Given records Block Start

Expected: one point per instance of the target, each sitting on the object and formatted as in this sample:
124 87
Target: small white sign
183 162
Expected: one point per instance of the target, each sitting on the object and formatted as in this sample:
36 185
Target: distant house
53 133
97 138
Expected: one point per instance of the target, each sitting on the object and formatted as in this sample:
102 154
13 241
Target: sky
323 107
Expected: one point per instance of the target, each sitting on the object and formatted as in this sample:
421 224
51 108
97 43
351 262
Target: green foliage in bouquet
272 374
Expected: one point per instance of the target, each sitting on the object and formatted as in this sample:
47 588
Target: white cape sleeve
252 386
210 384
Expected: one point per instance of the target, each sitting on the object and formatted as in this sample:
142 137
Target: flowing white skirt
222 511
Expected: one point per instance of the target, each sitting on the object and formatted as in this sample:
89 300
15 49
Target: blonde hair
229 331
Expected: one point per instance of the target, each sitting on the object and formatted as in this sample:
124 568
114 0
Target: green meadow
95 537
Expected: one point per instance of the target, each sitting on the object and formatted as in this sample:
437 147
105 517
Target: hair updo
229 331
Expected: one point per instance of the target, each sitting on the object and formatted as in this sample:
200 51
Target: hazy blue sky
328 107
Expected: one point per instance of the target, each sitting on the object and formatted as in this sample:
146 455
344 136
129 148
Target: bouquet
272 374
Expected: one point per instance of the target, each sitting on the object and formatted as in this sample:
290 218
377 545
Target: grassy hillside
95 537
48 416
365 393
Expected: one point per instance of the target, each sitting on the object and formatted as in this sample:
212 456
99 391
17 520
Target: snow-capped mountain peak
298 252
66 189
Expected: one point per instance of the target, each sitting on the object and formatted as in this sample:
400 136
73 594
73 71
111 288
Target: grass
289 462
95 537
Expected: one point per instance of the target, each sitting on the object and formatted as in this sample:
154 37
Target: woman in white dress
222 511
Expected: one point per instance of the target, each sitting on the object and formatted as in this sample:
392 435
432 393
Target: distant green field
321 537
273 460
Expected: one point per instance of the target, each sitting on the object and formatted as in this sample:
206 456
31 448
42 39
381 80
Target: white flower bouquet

Given records Block End

Everything from the line containing "Target: distant green field" through the last line above should be copied exactly, please, with nothing added.

Target: distant green field
321 537
273 460
Expected: one point per instance of the target, each sitting on the object and formatted as in this sample:
206 456
31 448
42 39
381 80
Target: white flower bouquet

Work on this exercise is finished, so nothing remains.